======== Reading text

Weissmann was discussing the possibility in the context of defamation litigation against Fox that was filed by Dominion Voting Systems, an election technology company that for some reason became a subject of conspiracy theories about the 2020 presidential election and imaginary fraud supposedly responsible for Biden’s well-documented win. Amid recent commentary trying to downplay the significance of the attack on the Capitol by Trump’s rampaging supporters, Carlson restated some of the same deception about the 2020 presidential race that led, through Fox’s role in promoting it, to Dominion’s litigation. Carlson classed the handling of the election with what he explicitly called criminal activity, which, besides dangerously furthering potential incitement for the violent radicals who stormed the Capitol, could also be taken as further maligning Dominion.

The company’s staff members have already faced widespread threats to their safety from evident believers in the conspiracy theories. “When I watched it last night, I was thinking about the in-house and outside lawyers representing Fox in the Dominion suit,” Weissmann told host Nicolle Wallace. “The amount of money here, it’s not just $1.6 billion. There’s also a potential for punitive damages and the evidence that we’ve seen so far suggests that is a lively possibility… They… have Tucker Carlson, who may very well be a witness in that trial, say things that are just as misleading and phony. And you know, if I was sitting there, if I were Dominion’s lawyers, I was thinking they must’ve been licking their chops at what was being said.”

================
======== Entries provided

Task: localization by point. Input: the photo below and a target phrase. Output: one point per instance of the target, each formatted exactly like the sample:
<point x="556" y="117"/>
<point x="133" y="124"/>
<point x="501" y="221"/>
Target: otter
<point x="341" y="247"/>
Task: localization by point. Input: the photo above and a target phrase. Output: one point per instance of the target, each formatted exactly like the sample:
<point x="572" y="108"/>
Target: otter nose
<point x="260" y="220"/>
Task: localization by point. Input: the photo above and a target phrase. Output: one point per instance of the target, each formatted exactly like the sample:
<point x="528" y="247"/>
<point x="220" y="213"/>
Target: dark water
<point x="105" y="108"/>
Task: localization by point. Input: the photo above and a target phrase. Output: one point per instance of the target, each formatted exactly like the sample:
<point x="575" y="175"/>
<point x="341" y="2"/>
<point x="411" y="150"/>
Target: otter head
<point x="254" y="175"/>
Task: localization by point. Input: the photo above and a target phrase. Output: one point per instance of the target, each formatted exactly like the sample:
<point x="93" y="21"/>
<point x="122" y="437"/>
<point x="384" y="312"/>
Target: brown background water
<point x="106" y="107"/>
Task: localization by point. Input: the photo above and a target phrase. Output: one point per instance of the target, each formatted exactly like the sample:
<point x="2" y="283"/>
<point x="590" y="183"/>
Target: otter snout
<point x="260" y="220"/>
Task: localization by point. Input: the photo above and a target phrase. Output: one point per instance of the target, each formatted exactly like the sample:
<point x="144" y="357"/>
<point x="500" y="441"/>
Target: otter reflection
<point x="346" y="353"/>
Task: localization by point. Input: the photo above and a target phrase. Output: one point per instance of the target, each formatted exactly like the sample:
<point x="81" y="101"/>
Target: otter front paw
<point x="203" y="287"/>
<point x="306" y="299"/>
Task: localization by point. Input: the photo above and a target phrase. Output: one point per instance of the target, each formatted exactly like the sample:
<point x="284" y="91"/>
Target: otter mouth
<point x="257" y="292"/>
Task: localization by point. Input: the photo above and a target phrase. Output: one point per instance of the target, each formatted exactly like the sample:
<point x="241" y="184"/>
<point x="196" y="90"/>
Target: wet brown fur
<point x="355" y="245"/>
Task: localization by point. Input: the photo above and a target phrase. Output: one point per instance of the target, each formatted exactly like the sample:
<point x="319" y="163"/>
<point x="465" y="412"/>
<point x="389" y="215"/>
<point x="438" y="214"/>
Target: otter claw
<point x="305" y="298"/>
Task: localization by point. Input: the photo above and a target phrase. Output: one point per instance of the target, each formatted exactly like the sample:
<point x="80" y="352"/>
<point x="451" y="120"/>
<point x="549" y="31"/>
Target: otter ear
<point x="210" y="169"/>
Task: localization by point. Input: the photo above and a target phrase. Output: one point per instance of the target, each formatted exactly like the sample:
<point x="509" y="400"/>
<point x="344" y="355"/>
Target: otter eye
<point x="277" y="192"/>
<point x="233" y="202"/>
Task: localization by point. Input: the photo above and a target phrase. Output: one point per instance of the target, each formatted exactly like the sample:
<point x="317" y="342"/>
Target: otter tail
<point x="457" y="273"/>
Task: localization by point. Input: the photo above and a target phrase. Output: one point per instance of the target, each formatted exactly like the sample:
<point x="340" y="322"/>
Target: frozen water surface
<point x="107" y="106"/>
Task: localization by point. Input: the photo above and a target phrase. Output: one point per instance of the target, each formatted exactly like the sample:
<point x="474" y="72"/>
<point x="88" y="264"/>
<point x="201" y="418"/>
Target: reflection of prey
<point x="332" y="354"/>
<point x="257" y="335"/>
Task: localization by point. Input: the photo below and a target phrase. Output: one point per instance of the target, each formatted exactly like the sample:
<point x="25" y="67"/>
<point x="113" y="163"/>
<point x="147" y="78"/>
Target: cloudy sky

================

Given instruction 1: According to the news excerpt, what kind of company is Dominion Voting Systems?
Given instruction 2: Reproduce the stretch of the news excerpt from "Weissmann was discussing" through "further maligning Dominion." word for word.

Correct response 1: An election technology company.

Correct response 2:
Weissmann was discussing the possibility in the context of defamation litigation against Fox that was filed by Dominion Voting Systems, an election technology company that for some reason became a subject of conspiracy theories about the 2020 presidential election and imaginary fraud supposedly responsible for Biden’s well-documented win. Amid recent commentary trying to downplay the significance of the attack on the Capitol by Trump’s rampaging supporters, Carlson restated some of the same deception about the 2020 presidential race that led, through Fox’s role in promoting it, to Dominion’s litigation. Carlson classed the handling of the election with what he explicitly called criminal activity, which, besides dangerously furthering potential incitement for the violent radicals who stormed the Capitol, could also be taken as further maligning Dominion.